19.02. Георгиевский клуб

    Вечер поэтов Ирины Парусниковой и Виктора Николаева начался небольшими выступлениями трех других авторов: молодого поэта Павла Коэрта, Марка Ляндо (прочитавшего стихотворение "Постмодернистам", белым стихом обличающее адресатов, но затем, как часто у Ляндо, отклоняющееся от первоначальной темы в сторону более личных и камерных мотивов) и Владимира Козлова, представившего цикл детских стихотворений в примитивистской стилистике, близкой авторам журнала "Фигли-мигли". Парусникова выступила с достаточно обширной программой юношески-темпераментных стихов, написанных под явным влиянием Марины Цветаевой, - впрочем, местами эффектных, в том числе и в отношении версификации. Выступление Николаева предварил Юрий Орлицкий, охарактеризовавший его как яркого представителя "третьей культуры" - особого типа непрофессионального искусства, вырастающего из городского фольклора и сочетающего черты "высокой" литературы и стихийного народного творчества (термин бытует в искусствоведении). Основу выступления Николаева составила своего рода сюита из песен под гитару, перемежаемых краткими связками притчево-мифологического характера, написанными то ли верлибром, то ли ритмизованной прозой; сами песни экспрессивно-брутальные, с фольклорного типа параллелизмами и обилием аллитераций и паронимий, близки Яне Дягилевой и Александру Башлачеву. Наряду с песнями была представлена книга "Сто слов пустословия" (Воронеж: Острова, 1998) с предисловием Орлицкого, состоящая преимущественно из экспериментально-игровых текстов разного типа, очень похожих на Дмитрия Авалиани, но по большей части более наивно-простодушных. Николаев рассказал также о базирующемся в Воронеже литературном клубе по переписке "Острова", активным членом которого он является.

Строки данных

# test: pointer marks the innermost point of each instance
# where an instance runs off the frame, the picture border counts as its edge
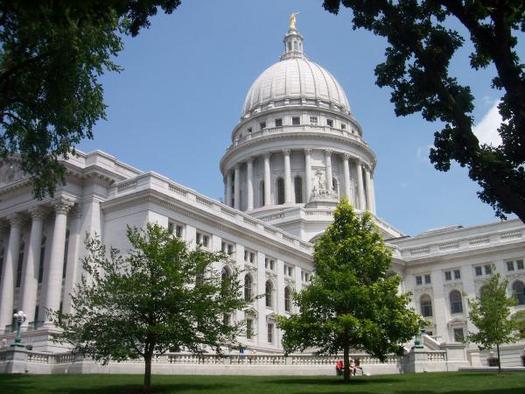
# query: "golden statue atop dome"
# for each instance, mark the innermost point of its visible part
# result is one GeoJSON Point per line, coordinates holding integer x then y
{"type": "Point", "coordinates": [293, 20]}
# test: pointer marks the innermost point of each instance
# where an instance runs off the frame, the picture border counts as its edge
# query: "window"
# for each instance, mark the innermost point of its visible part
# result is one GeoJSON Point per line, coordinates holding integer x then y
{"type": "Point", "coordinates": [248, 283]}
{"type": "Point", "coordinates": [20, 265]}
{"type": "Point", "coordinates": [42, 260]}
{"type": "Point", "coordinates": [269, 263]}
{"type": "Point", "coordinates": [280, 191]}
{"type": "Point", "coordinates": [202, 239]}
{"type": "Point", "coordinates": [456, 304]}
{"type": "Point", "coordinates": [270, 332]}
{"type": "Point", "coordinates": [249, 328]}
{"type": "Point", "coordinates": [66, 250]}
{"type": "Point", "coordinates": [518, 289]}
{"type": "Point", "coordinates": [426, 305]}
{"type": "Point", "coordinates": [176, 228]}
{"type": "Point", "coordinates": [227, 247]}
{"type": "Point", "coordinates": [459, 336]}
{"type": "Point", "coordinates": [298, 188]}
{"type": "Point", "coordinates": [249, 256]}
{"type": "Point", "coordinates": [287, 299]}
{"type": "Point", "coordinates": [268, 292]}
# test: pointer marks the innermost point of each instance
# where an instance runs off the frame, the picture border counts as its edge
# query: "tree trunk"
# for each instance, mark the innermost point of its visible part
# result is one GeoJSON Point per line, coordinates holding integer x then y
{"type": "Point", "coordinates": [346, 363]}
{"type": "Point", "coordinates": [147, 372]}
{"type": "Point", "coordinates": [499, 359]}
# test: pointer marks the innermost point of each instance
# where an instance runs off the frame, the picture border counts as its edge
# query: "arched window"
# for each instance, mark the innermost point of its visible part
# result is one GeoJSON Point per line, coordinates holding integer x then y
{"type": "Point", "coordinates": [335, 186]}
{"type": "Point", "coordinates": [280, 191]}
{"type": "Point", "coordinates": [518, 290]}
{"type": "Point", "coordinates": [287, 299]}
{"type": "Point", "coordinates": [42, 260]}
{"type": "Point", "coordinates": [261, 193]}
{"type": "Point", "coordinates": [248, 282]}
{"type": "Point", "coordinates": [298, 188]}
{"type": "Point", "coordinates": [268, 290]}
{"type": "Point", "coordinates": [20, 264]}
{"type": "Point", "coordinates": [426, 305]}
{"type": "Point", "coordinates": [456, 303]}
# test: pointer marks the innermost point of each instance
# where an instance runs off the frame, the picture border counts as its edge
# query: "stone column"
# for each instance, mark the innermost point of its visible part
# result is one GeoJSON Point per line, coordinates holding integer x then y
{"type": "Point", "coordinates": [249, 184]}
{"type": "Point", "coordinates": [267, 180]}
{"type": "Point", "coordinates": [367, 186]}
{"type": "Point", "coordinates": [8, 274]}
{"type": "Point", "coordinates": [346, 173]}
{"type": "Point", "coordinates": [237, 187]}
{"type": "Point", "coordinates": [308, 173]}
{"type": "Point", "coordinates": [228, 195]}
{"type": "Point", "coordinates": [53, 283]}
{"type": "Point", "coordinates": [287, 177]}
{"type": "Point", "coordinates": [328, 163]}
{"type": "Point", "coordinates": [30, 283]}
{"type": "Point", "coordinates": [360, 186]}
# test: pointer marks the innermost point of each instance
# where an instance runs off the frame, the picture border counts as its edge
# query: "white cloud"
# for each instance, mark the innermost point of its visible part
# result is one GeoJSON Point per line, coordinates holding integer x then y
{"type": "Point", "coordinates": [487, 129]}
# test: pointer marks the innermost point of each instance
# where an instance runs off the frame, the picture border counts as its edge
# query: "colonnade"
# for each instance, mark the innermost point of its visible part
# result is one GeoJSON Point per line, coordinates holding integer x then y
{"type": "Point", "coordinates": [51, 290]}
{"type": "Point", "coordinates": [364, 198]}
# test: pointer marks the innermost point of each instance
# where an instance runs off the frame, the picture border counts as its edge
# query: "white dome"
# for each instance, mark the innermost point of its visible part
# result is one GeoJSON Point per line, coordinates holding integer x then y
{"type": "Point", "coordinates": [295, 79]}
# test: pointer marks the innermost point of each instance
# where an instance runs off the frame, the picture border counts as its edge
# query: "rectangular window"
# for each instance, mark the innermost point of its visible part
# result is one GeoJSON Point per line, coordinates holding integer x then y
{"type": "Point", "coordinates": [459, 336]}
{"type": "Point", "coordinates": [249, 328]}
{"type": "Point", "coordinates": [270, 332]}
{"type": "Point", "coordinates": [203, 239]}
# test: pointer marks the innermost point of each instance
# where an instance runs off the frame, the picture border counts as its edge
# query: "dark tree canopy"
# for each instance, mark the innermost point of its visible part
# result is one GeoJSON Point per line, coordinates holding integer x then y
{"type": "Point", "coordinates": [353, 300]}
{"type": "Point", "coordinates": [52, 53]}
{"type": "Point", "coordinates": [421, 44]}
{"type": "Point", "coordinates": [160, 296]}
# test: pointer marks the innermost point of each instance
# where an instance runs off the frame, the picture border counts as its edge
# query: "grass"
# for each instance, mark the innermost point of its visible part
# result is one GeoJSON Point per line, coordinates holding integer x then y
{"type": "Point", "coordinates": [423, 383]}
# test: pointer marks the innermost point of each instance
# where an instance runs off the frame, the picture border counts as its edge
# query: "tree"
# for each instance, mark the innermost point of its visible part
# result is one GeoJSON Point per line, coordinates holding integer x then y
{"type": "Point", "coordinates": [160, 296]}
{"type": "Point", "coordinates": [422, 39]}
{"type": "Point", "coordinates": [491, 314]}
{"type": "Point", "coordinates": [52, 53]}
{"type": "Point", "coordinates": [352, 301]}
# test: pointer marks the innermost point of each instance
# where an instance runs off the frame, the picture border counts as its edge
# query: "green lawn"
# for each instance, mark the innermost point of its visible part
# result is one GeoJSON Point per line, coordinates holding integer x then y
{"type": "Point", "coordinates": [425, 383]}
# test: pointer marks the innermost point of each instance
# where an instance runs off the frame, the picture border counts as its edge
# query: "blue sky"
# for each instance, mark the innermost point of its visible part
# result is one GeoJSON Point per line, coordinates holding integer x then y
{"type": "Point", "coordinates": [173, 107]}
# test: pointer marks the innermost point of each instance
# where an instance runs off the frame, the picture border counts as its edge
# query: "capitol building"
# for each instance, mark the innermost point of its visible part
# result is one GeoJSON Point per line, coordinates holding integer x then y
---
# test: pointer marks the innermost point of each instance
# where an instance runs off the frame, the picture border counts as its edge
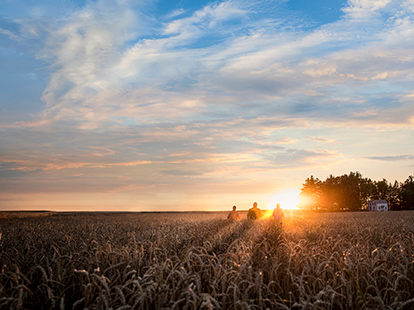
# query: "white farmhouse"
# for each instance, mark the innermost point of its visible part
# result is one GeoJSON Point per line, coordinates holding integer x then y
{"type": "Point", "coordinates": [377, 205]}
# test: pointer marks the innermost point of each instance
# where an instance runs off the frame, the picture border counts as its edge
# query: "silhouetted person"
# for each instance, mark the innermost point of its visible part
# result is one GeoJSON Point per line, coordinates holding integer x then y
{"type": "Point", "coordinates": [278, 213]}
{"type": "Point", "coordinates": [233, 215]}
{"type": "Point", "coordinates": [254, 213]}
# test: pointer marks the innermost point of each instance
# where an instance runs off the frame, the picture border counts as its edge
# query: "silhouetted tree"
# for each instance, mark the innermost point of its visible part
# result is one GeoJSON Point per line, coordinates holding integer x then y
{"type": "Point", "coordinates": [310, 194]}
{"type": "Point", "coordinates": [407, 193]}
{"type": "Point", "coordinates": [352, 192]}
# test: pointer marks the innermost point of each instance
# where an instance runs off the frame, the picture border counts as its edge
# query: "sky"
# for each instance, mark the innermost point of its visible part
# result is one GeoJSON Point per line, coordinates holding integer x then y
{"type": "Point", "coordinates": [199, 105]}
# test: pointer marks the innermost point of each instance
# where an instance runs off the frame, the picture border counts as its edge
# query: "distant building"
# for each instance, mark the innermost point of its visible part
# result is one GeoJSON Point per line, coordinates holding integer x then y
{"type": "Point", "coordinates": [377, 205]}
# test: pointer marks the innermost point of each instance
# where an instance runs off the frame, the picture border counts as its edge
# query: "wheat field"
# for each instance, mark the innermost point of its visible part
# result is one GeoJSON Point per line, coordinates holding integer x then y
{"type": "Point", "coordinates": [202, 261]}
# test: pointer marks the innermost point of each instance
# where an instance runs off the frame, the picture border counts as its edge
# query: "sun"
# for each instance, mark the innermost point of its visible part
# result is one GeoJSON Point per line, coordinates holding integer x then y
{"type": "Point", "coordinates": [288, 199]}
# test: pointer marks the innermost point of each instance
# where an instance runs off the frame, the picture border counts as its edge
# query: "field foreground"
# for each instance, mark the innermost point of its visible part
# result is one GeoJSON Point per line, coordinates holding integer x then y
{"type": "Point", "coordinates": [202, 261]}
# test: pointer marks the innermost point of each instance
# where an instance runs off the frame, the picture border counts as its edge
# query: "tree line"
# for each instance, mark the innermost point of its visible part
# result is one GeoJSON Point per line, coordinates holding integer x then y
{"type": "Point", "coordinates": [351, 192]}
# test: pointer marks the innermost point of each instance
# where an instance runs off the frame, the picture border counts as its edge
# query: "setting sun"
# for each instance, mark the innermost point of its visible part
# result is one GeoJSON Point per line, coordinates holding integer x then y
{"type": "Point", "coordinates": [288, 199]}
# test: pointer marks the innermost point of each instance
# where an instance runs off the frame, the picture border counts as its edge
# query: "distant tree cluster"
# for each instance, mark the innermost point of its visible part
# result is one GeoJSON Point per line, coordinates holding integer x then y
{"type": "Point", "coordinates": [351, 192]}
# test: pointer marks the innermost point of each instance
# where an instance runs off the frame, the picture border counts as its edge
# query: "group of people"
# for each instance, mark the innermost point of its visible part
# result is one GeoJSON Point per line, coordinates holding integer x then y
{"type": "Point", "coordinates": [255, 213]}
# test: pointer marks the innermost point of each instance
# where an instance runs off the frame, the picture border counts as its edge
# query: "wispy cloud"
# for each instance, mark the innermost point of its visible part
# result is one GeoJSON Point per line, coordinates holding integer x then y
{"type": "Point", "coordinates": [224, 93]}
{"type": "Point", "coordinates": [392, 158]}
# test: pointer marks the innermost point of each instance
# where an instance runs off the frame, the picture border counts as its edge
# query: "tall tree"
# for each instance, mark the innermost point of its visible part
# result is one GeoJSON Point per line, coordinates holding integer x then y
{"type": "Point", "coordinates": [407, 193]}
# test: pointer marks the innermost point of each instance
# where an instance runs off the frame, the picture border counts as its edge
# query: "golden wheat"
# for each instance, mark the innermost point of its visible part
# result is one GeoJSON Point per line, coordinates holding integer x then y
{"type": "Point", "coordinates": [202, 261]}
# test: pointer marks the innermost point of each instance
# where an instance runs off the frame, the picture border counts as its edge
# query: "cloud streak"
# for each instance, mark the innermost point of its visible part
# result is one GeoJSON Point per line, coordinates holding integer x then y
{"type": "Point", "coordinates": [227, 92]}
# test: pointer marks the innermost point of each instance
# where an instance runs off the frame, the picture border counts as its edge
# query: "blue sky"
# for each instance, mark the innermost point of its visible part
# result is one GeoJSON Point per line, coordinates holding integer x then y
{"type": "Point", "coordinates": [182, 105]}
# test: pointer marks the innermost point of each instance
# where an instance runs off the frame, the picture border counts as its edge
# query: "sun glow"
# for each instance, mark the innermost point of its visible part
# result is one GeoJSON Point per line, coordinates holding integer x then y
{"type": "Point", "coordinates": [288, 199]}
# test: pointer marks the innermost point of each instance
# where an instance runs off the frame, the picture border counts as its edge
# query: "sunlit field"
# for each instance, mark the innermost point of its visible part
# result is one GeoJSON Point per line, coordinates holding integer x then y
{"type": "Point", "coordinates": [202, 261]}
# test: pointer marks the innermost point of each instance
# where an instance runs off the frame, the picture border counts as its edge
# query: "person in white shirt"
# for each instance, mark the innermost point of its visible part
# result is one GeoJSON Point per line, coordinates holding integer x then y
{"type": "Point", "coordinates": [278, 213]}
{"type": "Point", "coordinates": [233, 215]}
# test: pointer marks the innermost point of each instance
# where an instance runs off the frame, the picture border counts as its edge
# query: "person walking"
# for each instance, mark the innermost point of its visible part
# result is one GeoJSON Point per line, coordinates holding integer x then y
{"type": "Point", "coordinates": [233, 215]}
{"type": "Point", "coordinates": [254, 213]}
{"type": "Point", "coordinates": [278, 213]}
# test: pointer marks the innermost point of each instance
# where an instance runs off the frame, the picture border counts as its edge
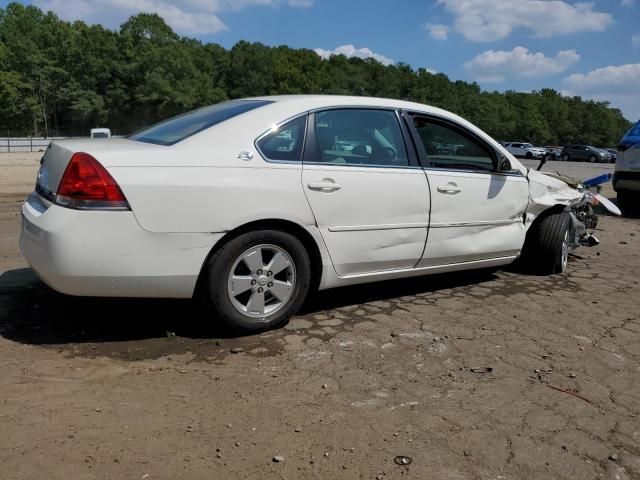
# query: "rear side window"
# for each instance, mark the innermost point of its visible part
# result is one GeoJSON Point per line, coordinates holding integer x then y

→ **ЗАДАНИЕ**:
Перескажите, пожалуйста, короче и в виде списка абзац текста для чтения, начинающийся словами «Вечер поэтов Ирины Парусниковой», сохранив его основные факты.

→ **РЕШЕНИЕ ЗАДАНИЯ**:
- Вечер поэтов Ирины Парусниковой и Виктора Николаева открыли короткие выступления трех авторов:
  - молодой поэт Павел Коэрт;
  - Марк Ляндо со стихотворением «Постмодернистам», написанным белым стихом;
  - Владимир Козлов с циклом детских стихов в примитивистской манере, близкой авторам журнала «Фигли-мигли».
- Парусникова прочла обширную программу юношески-темпераментных стихов, написанных под явным влиянием Марины Цветаевой. Местами они эффектны, в том числе по версификации.
- Юрий Орлицкий представил Николаева как яркого представителя «третьей культуры». Так называют непрофессиональное искусство, которое вырастает из городского фольклора и сочетает черты «высокой» литературы и народного творчества.
- Николаев исполнил сюиту песен под гитару. Песни соединялись краткими притчево-мифологическими связками. Сами песни экспрессивно-брутальные, с фольклорными параллелизмами, аллитерациями и паронимиями, близки Яне Дягилевой и Александру Башлачеву.
- Николаев представил книгу «Сто слов пустословия» (Воронеж: Острова, 1998) с предисловием Орлицкого. В ней в основном экспериментально-игровые тексты, похожие на Дмитрия Авалиани, но более простодушные.
- Николаев рассказал о воронежском литературном клубе по переписке «Острова», активным членом которого он является.